> [Set task]
Copy the rows from the first one through the line containing "pixel 702 317", replacing "Quickstart" with "Summary" everywhere and changing nothing else. Leave the pictures out.

> [Record excerpts]

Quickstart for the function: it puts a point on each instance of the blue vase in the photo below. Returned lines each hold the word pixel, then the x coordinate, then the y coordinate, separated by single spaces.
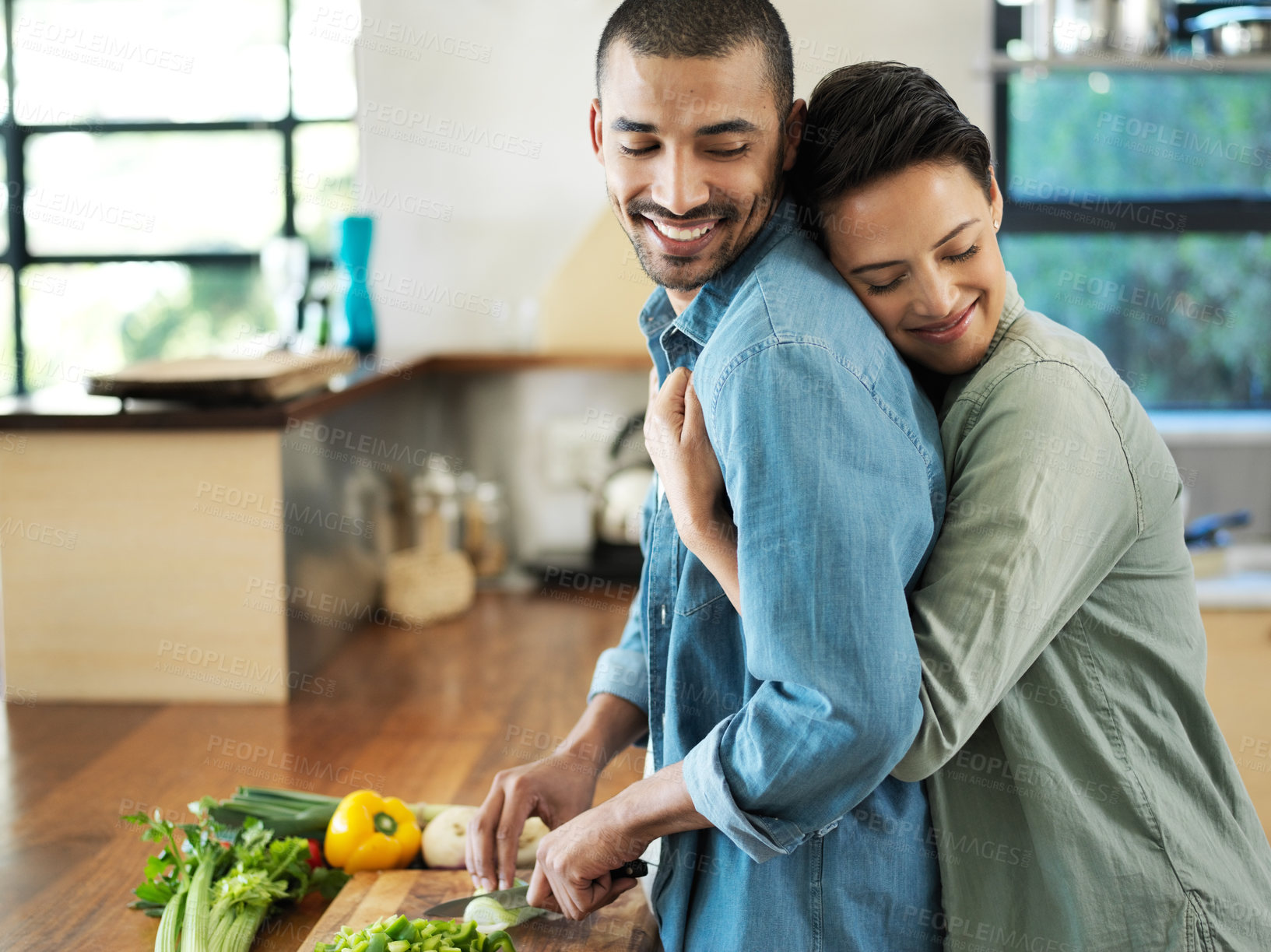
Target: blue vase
pixel 355 252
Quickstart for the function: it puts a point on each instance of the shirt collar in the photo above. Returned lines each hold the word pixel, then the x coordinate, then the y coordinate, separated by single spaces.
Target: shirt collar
pixel 1012 307
pixel 702 317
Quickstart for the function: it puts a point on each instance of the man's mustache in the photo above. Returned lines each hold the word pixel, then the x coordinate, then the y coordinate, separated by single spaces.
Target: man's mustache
pixel 711 210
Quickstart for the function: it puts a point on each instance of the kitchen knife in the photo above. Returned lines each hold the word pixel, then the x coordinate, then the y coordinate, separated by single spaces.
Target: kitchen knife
pixel 515 896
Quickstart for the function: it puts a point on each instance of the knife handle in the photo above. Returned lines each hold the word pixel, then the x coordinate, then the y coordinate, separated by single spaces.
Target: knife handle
pixel 634 869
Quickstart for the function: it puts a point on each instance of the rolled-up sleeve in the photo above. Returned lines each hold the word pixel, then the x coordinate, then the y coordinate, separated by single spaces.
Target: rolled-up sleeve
pixel 623 670
pixel 1042 504
pixel 833 504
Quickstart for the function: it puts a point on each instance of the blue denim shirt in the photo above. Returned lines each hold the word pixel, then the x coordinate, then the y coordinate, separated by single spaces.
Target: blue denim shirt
pixel 789 726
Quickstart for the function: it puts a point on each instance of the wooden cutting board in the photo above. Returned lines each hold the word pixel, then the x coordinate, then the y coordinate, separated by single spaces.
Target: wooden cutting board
pixel 624 926
pixel 277 375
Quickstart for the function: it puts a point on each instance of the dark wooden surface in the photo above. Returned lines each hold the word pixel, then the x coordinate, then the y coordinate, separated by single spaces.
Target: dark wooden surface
pixel 70 408
pixel 422 715
pixel 624 926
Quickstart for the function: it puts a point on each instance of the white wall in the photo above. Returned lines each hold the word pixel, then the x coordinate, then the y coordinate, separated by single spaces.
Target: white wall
pixel 476 111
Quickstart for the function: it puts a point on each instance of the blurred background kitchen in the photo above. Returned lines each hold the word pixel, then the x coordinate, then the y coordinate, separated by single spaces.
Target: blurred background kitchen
pixel 314 319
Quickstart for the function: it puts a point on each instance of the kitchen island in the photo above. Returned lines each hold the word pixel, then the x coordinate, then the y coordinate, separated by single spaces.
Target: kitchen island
pixel 427 715
pixel 156 552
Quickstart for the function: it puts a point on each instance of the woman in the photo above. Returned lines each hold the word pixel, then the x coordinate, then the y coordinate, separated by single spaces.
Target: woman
pixel 1080 791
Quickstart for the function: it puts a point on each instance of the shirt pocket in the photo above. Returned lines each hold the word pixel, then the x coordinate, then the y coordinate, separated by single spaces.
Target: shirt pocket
pixel 699 592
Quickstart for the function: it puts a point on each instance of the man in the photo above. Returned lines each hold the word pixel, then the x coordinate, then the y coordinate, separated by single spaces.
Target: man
pixel 773 741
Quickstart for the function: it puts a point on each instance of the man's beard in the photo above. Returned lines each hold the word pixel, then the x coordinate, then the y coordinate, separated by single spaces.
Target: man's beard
pixel 680 275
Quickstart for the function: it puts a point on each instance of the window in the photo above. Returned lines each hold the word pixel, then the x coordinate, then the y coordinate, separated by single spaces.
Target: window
pixel 152 148
pixel 1139 213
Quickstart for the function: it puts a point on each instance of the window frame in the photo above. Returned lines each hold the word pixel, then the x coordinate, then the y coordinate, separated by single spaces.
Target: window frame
pixel 1217 216
pixel 16 134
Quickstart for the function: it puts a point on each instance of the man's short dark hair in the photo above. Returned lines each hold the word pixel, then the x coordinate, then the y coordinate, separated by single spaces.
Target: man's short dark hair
pixel 703 28
pixel 871 120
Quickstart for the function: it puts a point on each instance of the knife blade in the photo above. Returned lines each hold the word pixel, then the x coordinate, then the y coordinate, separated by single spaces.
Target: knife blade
pixel 515 896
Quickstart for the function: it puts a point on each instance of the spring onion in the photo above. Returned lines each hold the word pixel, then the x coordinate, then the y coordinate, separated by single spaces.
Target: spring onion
pixel 295 813
pixel 402 934
pixel 212 894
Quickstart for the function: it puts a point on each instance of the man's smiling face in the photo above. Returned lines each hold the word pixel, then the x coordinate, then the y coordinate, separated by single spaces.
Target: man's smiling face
pixel 694 153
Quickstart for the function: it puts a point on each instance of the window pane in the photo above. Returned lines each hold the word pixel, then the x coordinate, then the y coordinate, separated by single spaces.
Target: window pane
pixel 8 371
pixel 140 194
pixel 4 198
pixel 150 58
pixel 4 78
pixel 82 319
pixel 1139 135
pixel 1185 319
pixel 325 166
pixel 321 58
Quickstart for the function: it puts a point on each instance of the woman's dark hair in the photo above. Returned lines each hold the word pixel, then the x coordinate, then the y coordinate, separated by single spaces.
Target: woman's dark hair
pixel 869 120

> [Exercise answer]
Summary for the function: it puts a point on each instance of the blue vase in the photo below. Returned lines each hold the word pixel, then the x coordinate, then the y coordinate, separated by single spaces.
Target: blue vase
pixel 355 252
Summary for the function: it puts a point on each instance of the shirt collar in the photo above. Returned lines each hold the word pixel, then the x coordinate, then the y coordinate, separated by single spaces.
Target: shirt collar
pixel 1012 307
pixel 702 317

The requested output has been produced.